━━ Records provided ━━
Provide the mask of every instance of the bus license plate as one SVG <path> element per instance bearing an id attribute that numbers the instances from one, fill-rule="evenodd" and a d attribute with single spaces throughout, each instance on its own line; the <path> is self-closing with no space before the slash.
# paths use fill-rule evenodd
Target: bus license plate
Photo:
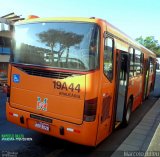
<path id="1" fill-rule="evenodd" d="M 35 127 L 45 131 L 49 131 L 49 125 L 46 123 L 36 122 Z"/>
━━━
━━ Records provided ━━
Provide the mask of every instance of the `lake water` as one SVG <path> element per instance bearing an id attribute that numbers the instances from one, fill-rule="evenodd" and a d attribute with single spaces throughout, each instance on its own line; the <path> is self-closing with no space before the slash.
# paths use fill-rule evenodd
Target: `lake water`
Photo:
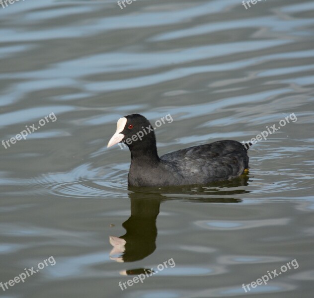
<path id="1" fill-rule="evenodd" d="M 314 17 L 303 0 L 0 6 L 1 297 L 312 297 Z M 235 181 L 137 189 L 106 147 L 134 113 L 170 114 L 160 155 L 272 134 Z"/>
━━━
━━ Records provided ━━
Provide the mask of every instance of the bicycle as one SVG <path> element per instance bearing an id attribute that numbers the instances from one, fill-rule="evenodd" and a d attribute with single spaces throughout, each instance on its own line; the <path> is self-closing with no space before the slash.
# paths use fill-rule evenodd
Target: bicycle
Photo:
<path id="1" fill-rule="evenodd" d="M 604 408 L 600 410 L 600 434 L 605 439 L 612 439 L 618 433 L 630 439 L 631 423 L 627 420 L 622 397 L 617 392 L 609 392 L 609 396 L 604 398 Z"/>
━━━
Required task - Rewrite the lines starting with the one containing "Provide the mask of every instance of the bus" and going on through the one containing "35 127 L 45", replacing "bus license plate" with "bus number plate" and leaving everything else unchanged. Leave the pictures out of your answer.

Written solution -
Provide the mask of every instance of the bus number plate as one SVG <path> element per instance bearing an id attribute that numbers the instances from one, fill-rule="evenodd" and a d attribute with single spaces throughout, each instance on its own line; the <path> is self-closing with no space before the slash.
# paths use fill-rule evenodd
Target: bus number plate
Photo:
<path id="1" fill-rule="evenodd" d="M 35 127 L 45 131 L 49 131 L 49 125 L 46 123 L 36 122 Z"/>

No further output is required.